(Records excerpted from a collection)
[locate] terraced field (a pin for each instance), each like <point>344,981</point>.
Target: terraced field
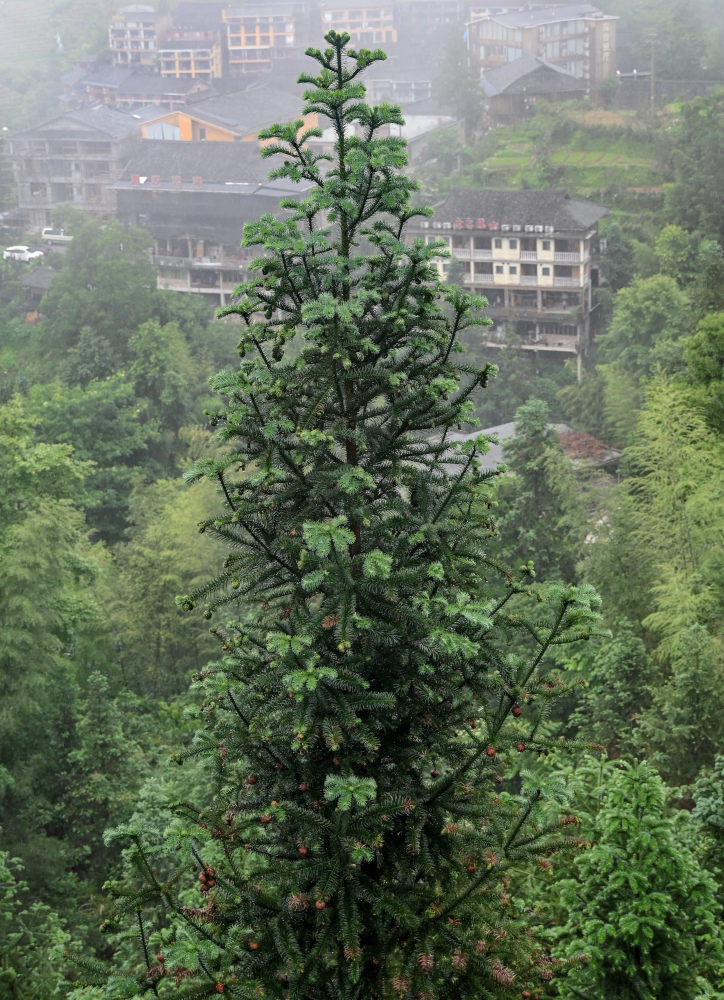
<point>603,150</point>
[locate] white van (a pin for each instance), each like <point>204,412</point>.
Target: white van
<point>49,235</point>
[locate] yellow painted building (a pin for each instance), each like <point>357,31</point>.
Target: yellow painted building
<point>193,125</point>
<point>368,24</point>
<point>190,58</point>
<point>258,34</point>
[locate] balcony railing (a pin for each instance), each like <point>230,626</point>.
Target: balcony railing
<point>225,263</point>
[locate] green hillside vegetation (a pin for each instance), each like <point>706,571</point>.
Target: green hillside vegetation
<point>588,152</point>
<point>104,409</point>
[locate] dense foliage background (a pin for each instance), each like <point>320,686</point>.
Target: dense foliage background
<point>102,409</point>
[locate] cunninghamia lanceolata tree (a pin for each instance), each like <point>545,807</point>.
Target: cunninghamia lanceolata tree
<point>374,673</point>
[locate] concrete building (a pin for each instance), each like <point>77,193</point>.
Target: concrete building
<point>576,37</point>
<point>236,117</point>
<point>190,56</point>
<point>194,198</point>
<point>133,35</point>
<point>260,33</point>
<point>369,24</point>
<point>71,159</point>
<point>531,254</point>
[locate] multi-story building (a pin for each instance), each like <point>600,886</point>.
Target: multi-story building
<point>531,254</point>
<point>192,48</point>
<point>131,90</point>
<point>236,117</point>
<point>369,23</point>
<point>194,198</point>
<point>71,159</point>
<point>576,37</point>
<point>133,35</point>
<point>262,32</point>
<point>514,89</point>
<point>190,56</point>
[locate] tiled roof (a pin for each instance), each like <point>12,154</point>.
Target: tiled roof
<point>216,162</point>
<point>533,16</point>
<point>107,122</point>
<point>529,73</point>
<point>248,111</point>
<point>521,207</point>
<point>155,85</point>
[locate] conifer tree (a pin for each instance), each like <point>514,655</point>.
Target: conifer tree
<point>374,672</point>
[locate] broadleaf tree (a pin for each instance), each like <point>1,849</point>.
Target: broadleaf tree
<point>374,670</point>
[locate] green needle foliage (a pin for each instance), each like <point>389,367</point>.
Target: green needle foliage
<point>374,670</point>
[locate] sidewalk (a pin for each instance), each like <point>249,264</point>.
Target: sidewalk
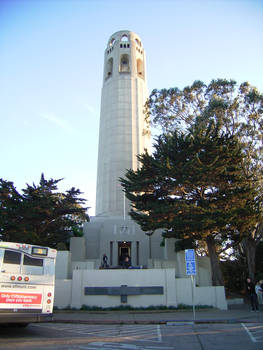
<point>235,314</point>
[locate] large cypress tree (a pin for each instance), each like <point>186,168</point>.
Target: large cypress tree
<point>40,214</point>
<point>237,110</point>
<point>192,186</point>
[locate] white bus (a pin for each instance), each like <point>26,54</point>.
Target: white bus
<point>27,282</point>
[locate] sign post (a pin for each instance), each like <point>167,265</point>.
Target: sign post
<point>191,271</point>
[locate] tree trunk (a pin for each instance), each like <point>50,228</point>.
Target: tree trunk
<point>217,276</point>
<point>250,246</point>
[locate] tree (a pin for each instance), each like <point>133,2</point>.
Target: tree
<point>40,215</point>
<point>191,186</point>
<point>237,110</point>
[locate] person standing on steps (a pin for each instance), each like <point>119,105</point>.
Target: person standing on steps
<point>250,287</point>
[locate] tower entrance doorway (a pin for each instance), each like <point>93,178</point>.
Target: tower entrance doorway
<point>124,254</point>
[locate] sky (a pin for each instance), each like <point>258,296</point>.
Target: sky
<point>51,66</point>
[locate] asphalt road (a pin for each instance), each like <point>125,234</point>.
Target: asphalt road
<point>55,336</point>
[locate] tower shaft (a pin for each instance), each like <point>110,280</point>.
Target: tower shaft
<point>124,132</point>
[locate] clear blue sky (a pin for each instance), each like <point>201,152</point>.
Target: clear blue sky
<point>51,64</point>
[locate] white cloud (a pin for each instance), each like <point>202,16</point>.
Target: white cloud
<point>62,124</point>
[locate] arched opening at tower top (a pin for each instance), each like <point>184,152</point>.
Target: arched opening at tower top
<point>124,38</point>
<point>124,63</point>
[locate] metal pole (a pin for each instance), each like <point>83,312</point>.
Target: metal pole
<point>193,295</point>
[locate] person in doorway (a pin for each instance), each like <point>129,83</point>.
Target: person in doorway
<point>250,287</point>
<point>105,261</point>
<point>259,292</point>
<point>127,262</point>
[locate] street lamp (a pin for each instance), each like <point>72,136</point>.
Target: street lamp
<point>149,234</point>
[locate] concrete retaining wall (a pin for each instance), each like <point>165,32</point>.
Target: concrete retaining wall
<point>175,290</point>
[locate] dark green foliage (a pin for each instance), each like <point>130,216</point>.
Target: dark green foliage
<point>204,179</point>
<point>40,215</point>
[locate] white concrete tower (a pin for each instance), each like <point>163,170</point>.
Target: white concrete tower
<point>123,130</point>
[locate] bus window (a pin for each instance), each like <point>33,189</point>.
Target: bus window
<point>32,266</point>
<point>32,261</point>
<point>11,262</point>
<point>11,257</point>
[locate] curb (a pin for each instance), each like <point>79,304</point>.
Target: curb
<point>166,322</point>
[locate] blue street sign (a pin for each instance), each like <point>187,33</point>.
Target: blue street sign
<point>190,262</point>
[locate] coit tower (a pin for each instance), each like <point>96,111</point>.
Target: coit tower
<point>124,133</point>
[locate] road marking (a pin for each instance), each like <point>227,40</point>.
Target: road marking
<point>254,331</point>
<point>120,346</point>
<point>149,332</point>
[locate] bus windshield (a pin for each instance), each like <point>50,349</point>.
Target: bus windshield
<point>27,279</point>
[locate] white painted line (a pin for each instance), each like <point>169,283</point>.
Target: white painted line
<point>249,333</point>
<point>159,334</point>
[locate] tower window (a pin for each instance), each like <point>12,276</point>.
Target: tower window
<point>112,42</point>
<point>124,63</point>
<point>140,68</point>
<point>109,68</point>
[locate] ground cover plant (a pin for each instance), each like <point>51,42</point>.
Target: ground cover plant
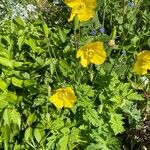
<point>74,75</point>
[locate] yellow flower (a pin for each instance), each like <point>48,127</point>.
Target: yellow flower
<point>92,53</point>
<point>84,9</point>
<point>64,97</point>
<point>142,65</point>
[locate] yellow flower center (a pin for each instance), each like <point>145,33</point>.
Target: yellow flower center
<point>63,95</point>
<point>89,53</point>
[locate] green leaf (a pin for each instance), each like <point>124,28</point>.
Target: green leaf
<point>7,117</point>
<point>51,142</point>
<point>64,64</point>
<point>135,96</point>
<point>32,43</point>
<point>21,41</point>
<point>116,123</point>
<point>15,117</point>
<point>6,62</point>
<point>3,85</point>
<point>5,130</point>
<point>62,35</point>
<point>31,118</point>
<point>45,28</point>
<point>63,142</point>
<point>3,103</point>
<point>17,82</point>
<point>38,134</point>
<point>28,134</point>
<point>20,21</point>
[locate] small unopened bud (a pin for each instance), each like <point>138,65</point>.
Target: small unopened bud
<point>111,43</point>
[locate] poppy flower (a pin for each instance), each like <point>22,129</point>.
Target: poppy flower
<point>64,97</point>
<point>92,53</point>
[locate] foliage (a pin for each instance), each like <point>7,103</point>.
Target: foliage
<point>38,57</point>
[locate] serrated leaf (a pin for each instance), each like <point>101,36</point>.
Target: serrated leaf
<point>135,96</point>
<point>38,134</point>
<point>21,41</point>
<point>62,35</point>
<point>6,117</point>
<point>28,134</point>
<point>31,118</point>
<point>17,82</point>
<point>45,28</point>
<point>116,123</point>
<point>3,85</point>
<point>19,21</point>
<point>6,62</point>
<point>3,104</point>
<point>64,64</point>
<point>63,142</point>
<point>51,142</point>
<point>15,117</point>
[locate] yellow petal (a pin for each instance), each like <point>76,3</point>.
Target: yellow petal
<point>86,15</point>
<point>90,3</point>
<point>56,100</point>
<point>84,61</point>
<point>138,69</point>
<point>98,58</point>
<point>79,53</point>
<point>72,3</point>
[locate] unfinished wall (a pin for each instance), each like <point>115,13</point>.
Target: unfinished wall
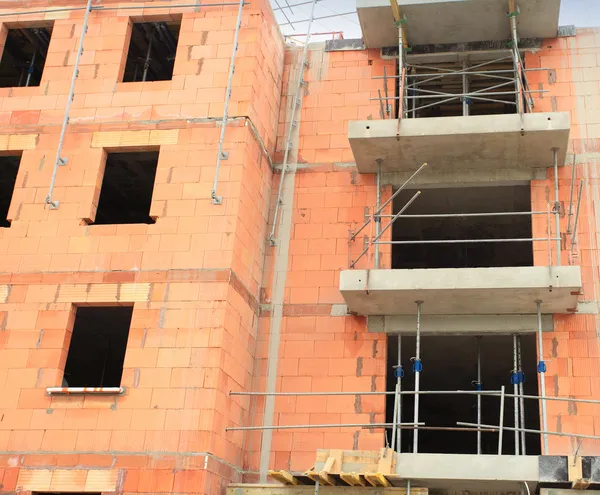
<point>572,350</point>
<point>193,277</point>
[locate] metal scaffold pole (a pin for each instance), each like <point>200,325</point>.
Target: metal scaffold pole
<point>417,368</point>
<point>221,155</point>
<point>295,107</point>
<point>515,383</point>
<point>521,376</point>
<point>556,207</point>
<point>542,373</point>
<point>58,160</point>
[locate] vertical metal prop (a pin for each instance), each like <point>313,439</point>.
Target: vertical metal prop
<point>288,139</point>
<point>479,388</point>
<point>399,383</point>
<point>501,423</point>
<point>542,373</point>
<point>556,207</point>
<point>417,369</point>
<point>516,394</point>
<point>217,200</point>
<point>58,160</point>
<point>521,393</point>
<point>377,206</point>
<point>465,90</point>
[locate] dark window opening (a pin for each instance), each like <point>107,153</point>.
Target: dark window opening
<point>450,363</point>
<point>97,349</point>
<point>127,185</point>
<point>24,56</point>
<point>463,255</point>
<point>151,55</point>
<point>9,166</point>
<point>424,79</point>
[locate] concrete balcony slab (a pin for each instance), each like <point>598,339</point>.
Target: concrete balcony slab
<point>459,291</point>
<point>487,142</point>
<point>455,21</point>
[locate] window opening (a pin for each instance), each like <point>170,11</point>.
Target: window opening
<point>152,49</point>
<point>9,166</point>
<point>97,348</point>
<point>463,255</point>
<point>450,363</point>
<point>127,185</point>
<point>24,56</point>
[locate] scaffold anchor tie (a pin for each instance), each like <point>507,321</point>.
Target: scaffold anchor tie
<point>398,371</point>
<point>417,365</point>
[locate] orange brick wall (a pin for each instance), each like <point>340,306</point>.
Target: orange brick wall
<point>193,277</point>
<point>572,350</point>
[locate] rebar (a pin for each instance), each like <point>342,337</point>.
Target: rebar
<point>417,369</point>
<point>542,373</point>
<point>556,207</point>
<point>58,160</point>
<point>501,427</point>
<point>215,198</point>
<point>528,430</point>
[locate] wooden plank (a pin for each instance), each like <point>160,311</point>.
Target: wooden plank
<point>376,479</point>
<point>265,489</point>
<point>284,477</point>
<point>353,479</point>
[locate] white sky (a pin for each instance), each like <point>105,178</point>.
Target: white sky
<point>582,13</point>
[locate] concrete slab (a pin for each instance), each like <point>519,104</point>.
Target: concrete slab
<point>455,21</point>
<point>458,143</point>
<point>461,291</point>
<point>459,324</point>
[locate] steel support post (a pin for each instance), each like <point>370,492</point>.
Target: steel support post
<point>516,393</point>
<point>58,160</point>
<point>501,422</point>
<point>542,373</point>
<point>556,207</point>
<point>417,368</point>
<point>521,392</point>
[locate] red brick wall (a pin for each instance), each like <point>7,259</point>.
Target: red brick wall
<point>194,276</point>
<point>571,351</point>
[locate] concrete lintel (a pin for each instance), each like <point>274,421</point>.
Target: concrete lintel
<point>462,291</point>
<point>453,21</point>
<point>482,142</point>
<point>459,324</point>
<point>467,467</point>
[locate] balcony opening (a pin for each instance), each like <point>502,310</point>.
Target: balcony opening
<point>126,193</point>
<point>463,200</point>
<point>430,89</point>
<point>450,363</point>
<point>97,349</point>
<point>9,166</point>
<point>152,49</point>
<point>24,56</point>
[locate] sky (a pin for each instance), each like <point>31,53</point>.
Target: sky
<point>582,13</point>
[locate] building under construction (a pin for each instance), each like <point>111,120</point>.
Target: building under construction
<point>235,264</point>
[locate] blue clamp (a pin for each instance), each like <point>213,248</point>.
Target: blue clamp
<point>417,365</point>
<point>398,371</point>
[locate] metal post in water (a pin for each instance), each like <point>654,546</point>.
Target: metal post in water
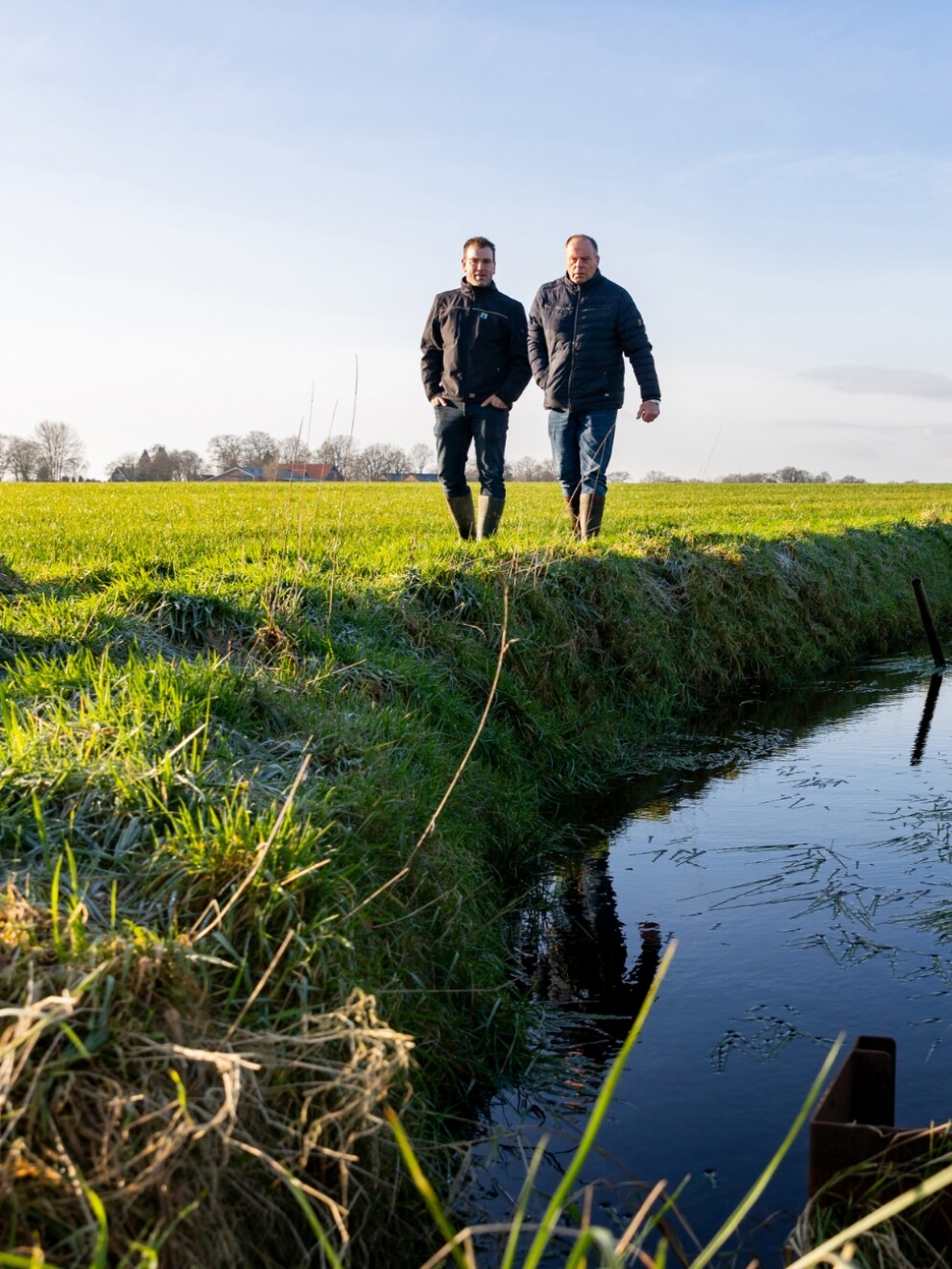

Work item
Only lines containing the string "water" are needed. Pull each of them out of the records above.

Written response
[locate] metal post in water (a pin for each instance), each like <point>654,546</point>.
Target: metal post in water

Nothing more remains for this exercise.